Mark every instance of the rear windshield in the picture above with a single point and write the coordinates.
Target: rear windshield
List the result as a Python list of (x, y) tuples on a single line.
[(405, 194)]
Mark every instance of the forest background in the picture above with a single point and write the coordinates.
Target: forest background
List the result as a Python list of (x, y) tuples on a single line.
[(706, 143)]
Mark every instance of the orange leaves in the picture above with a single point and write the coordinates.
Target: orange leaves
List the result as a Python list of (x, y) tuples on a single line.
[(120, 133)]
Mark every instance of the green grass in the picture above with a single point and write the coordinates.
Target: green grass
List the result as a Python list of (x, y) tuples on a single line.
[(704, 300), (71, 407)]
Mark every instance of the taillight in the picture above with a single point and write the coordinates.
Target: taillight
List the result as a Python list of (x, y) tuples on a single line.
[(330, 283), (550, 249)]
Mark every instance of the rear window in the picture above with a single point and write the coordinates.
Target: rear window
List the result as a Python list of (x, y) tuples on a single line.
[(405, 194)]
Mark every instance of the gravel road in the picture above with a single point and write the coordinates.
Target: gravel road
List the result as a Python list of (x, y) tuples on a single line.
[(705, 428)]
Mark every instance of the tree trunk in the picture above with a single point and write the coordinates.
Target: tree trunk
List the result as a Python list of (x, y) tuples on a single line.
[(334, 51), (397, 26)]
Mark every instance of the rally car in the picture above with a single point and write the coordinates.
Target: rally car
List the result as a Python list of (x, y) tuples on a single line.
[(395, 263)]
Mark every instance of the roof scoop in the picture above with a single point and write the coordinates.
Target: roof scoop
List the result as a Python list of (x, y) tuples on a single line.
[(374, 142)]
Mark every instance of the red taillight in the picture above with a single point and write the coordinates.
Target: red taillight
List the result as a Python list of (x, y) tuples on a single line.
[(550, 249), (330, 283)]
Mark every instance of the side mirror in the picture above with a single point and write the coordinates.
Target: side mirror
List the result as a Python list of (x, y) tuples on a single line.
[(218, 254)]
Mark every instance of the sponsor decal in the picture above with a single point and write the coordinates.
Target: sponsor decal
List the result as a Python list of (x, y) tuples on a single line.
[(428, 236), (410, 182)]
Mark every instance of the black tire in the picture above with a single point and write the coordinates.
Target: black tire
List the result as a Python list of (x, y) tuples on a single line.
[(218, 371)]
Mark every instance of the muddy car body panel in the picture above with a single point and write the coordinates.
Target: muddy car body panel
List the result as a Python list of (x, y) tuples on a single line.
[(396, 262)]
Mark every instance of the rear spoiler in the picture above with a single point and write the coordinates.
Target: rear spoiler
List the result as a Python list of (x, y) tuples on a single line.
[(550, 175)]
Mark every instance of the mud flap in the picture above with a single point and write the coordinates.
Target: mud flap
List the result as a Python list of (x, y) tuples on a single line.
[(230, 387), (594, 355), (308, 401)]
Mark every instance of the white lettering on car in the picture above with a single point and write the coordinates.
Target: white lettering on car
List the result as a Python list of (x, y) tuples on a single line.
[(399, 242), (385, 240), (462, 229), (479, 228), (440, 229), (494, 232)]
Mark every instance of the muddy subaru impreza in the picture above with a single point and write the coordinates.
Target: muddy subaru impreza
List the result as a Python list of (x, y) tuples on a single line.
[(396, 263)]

PROBLEM DETAILS
Write out the records again, starting at the very first line and ending at the line that contains "[(706, 143)]", with the requests included. Scale every point coordinate in the answers by 1.4, round each to a whole number with halves going up, and give only those lines.

ANSWER FOR THE TASK
Mark every instance of the rear windshield in the picture above with a single point and write the coordinates.
Target: rear windshield
List the result as a Python list of (x, y) tuples on a single line.
[(567, 272)]
Mark every instance of the forest background in the picture above with a single point and write the coordinates.
Target: forest background
List the result as a Python list of (x, y) tuples on a single line.
[(988, 200)]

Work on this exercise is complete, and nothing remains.